### What is asked:
Return every line in the rows below that contains the string "rafter", treating uppercase and lowercase as different.

### Records for the exercise:

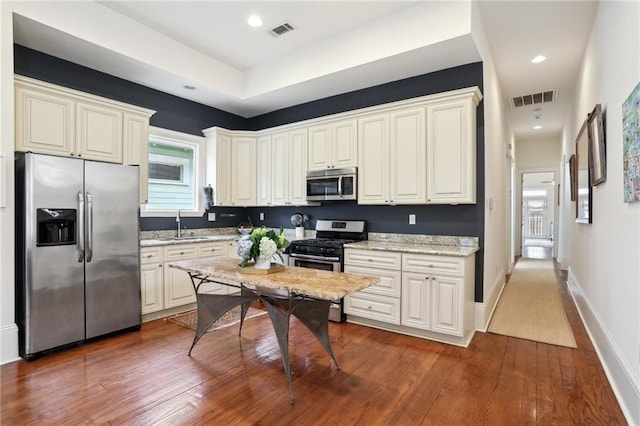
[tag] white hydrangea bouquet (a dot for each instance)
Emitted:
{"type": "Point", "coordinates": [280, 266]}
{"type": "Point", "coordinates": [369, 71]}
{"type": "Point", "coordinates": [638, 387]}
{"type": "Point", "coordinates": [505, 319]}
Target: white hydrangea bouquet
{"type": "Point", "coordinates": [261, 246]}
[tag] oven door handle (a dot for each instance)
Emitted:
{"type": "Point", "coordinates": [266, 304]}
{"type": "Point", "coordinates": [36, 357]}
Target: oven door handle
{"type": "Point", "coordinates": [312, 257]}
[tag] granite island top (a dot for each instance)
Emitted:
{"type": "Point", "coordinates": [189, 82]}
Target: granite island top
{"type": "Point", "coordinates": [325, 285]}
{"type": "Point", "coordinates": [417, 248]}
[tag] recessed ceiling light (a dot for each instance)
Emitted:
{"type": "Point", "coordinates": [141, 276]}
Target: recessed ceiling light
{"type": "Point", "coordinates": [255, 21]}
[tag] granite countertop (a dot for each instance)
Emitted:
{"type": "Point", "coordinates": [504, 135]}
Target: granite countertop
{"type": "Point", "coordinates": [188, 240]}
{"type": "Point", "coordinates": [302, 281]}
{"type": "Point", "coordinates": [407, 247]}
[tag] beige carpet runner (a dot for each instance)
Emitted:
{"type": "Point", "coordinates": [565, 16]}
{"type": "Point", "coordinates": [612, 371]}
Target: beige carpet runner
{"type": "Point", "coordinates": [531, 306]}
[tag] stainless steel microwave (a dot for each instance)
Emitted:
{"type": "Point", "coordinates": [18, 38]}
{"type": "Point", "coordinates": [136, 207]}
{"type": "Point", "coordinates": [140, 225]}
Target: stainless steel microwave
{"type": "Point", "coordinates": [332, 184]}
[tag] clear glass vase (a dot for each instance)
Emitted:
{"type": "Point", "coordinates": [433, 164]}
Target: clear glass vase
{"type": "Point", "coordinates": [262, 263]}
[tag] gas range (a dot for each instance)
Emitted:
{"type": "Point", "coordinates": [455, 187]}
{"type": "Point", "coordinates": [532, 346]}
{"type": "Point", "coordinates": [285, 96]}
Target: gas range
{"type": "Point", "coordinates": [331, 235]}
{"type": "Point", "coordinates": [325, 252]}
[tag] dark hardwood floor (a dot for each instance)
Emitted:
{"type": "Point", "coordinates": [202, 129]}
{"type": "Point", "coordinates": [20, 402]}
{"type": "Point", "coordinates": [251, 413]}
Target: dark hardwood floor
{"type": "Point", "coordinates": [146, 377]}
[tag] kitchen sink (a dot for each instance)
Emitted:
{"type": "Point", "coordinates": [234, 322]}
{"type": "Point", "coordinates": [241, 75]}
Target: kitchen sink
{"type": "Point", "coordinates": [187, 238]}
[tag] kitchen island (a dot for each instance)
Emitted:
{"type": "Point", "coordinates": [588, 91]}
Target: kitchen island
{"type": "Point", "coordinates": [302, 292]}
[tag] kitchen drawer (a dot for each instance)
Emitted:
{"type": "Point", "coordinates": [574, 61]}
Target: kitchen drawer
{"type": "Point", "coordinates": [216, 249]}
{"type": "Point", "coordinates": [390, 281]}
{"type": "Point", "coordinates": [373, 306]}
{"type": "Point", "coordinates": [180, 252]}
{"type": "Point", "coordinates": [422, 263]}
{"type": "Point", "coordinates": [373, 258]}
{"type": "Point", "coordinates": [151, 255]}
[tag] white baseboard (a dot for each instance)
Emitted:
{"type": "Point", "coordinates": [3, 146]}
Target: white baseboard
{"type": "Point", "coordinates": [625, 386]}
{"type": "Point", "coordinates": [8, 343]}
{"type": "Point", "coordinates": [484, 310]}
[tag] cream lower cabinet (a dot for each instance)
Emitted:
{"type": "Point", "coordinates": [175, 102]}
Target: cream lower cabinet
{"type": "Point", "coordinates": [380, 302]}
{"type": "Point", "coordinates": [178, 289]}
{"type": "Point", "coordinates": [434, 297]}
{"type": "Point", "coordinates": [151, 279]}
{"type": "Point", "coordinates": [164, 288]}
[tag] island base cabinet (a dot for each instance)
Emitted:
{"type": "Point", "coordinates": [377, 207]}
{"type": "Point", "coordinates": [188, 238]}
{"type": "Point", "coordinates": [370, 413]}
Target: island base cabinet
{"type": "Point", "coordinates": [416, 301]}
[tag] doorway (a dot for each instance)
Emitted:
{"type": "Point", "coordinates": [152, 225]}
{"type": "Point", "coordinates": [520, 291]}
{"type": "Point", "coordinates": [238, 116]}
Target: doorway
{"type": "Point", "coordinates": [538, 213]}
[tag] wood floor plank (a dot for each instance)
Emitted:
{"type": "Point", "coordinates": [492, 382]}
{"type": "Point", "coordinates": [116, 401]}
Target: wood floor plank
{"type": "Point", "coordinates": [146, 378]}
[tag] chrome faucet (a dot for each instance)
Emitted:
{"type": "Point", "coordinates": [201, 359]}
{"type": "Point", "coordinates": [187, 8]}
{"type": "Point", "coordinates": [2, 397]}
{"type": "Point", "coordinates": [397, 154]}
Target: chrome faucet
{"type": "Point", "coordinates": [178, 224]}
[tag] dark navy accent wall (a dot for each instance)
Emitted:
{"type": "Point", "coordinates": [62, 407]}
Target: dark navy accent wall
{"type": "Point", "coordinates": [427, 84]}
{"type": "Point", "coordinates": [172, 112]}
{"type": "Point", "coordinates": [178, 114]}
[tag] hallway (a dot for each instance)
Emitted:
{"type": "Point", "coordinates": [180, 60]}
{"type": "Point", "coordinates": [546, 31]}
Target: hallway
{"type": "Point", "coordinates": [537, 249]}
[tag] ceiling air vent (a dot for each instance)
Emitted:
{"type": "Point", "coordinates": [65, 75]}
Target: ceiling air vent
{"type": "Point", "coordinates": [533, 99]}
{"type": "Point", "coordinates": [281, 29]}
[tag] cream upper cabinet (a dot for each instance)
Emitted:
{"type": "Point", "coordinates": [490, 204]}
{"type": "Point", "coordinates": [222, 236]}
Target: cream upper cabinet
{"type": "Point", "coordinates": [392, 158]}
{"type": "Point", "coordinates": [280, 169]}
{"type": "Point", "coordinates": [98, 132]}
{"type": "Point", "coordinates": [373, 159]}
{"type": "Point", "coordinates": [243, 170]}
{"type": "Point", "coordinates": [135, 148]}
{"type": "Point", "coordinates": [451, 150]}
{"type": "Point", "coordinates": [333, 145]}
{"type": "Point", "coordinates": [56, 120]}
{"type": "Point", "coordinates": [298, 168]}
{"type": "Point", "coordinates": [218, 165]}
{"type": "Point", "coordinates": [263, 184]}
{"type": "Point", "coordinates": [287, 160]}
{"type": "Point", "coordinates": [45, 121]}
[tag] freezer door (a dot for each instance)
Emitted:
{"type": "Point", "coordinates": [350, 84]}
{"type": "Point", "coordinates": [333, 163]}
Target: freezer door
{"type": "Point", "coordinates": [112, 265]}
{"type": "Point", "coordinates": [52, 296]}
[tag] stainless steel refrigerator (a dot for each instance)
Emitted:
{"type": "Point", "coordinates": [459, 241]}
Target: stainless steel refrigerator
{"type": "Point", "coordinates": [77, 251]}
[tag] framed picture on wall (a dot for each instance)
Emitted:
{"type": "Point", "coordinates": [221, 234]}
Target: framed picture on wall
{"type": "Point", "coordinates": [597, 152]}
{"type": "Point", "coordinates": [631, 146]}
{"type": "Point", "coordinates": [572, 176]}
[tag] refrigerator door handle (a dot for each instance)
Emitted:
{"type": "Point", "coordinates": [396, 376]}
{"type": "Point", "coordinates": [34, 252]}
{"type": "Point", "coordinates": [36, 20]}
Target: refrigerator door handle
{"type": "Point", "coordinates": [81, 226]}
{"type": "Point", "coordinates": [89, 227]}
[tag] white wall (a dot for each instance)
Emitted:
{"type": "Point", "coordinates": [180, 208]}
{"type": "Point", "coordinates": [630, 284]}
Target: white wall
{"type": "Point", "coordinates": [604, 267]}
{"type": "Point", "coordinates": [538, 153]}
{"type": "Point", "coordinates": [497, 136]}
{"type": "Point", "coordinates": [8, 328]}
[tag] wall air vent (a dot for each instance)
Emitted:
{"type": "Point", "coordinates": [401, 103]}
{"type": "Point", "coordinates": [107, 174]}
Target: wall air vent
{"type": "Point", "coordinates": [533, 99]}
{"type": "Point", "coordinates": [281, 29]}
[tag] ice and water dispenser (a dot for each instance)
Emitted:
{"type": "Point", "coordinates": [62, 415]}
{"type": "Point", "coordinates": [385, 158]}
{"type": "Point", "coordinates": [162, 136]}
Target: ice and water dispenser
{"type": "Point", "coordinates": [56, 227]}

...

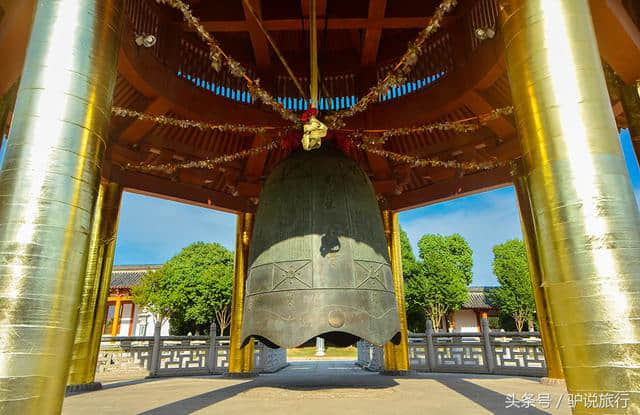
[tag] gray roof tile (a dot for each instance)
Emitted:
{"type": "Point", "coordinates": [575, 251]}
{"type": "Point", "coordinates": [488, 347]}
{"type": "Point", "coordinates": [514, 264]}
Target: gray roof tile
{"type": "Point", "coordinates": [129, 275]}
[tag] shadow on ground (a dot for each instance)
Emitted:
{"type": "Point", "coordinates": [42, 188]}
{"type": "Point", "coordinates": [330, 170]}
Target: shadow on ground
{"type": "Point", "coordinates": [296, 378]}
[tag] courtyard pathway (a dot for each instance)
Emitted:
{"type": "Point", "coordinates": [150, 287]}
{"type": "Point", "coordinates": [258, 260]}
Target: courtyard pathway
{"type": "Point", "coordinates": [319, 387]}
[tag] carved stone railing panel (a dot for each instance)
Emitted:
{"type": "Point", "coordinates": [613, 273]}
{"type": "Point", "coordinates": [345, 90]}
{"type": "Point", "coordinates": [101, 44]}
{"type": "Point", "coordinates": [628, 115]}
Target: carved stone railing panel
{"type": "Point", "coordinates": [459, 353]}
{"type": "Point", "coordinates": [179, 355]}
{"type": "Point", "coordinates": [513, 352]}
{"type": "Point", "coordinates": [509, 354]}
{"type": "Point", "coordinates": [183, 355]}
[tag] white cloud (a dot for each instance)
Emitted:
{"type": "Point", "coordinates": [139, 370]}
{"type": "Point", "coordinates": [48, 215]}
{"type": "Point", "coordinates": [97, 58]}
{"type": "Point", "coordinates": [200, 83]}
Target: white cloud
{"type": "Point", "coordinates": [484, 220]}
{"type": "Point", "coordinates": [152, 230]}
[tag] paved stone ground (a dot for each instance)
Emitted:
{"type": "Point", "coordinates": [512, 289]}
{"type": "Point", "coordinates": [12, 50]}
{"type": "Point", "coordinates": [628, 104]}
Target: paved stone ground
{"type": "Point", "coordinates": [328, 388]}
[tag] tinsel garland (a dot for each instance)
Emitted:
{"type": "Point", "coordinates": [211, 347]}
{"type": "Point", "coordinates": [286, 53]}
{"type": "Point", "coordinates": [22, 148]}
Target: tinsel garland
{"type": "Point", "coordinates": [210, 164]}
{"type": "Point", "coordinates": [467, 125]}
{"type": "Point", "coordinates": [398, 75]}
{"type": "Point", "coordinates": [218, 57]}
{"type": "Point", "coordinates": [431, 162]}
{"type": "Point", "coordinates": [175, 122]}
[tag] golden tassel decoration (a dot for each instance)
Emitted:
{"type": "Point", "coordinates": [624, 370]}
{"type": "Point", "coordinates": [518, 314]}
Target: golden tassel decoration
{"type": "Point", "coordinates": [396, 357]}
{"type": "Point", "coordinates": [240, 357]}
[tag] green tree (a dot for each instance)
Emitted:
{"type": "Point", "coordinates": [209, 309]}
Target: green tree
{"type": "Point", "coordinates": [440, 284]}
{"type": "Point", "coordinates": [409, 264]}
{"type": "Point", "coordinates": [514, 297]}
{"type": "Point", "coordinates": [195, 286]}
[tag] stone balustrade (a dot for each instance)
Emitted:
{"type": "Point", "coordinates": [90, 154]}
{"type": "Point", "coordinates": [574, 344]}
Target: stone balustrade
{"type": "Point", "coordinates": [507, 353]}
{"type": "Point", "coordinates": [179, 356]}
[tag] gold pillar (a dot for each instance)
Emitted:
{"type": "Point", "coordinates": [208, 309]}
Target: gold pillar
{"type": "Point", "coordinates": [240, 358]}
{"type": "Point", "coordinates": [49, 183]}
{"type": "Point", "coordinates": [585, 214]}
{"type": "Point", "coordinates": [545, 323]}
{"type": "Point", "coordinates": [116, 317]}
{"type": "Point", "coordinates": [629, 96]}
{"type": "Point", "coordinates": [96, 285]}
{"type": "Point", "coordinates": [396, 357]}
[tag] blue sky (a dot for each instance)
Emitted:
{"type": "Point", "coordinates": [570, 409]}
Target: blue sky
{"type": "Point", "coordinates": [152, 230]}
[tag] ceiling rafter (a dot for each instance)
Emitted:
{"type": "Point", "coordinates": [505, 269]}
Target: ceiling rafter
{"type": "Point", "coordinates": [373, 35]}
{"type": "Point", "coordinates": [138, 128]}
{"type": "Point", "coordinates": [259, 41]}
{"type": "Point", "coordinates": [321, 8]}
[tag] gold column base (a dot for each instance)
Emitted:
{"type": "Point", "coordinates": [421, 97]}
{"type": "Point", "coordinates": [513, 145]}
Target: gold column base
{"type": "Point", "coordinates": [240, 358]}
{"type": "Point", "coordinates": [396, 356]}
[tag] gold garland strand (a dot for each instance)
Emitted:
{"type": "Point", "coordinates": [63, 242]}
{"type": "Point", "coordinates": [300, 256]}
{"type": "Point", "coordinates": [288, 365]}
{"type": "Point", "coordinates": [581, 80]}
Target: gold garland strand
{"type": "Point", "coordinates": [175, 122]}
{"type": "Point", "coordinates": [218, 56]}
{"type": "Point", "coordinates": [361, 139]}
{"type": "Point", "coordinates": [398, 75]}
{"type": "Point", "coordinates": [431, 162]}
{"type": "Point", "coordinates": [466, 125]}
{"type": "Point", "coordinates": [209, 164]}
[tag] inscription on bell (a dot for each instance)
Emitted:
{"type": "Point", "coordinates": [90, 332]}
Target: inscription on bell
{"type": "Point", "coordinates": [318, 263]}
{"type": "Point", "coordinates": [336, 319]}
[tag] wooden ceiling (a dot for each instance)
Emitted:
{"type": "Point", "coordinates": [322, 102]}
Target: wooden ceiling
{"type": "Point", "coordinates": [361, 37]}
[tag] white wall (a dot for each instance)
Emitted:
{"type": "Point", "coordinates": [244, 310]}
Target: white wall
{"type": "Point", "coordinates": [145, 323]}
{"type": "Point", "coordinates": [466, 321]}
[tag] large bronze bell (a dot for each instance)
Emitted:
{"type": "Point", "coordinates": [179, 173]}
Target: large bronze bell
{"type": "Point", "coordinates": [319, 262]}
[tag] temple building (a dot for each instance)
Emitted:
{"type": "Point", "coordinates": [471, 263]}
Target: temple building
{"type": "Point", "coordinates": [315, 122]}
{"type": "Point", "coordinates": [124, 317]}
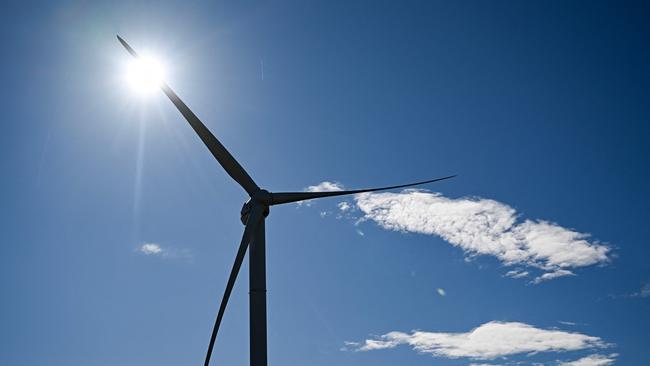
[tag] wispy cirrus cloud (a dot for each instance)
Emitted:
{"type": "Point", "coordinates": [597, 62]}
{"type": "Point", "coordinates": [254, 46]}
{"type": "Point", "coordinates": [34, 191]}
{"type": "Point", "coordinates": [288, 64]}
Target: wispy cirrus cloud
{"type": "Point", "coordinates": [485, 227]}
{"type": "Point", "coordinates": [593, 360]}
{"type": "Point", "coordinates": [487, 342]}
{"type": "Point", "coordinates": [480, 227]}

### Solution to the problem:
[tag] ceiling rafter (a dot for each instance)
Target: ceiling rafter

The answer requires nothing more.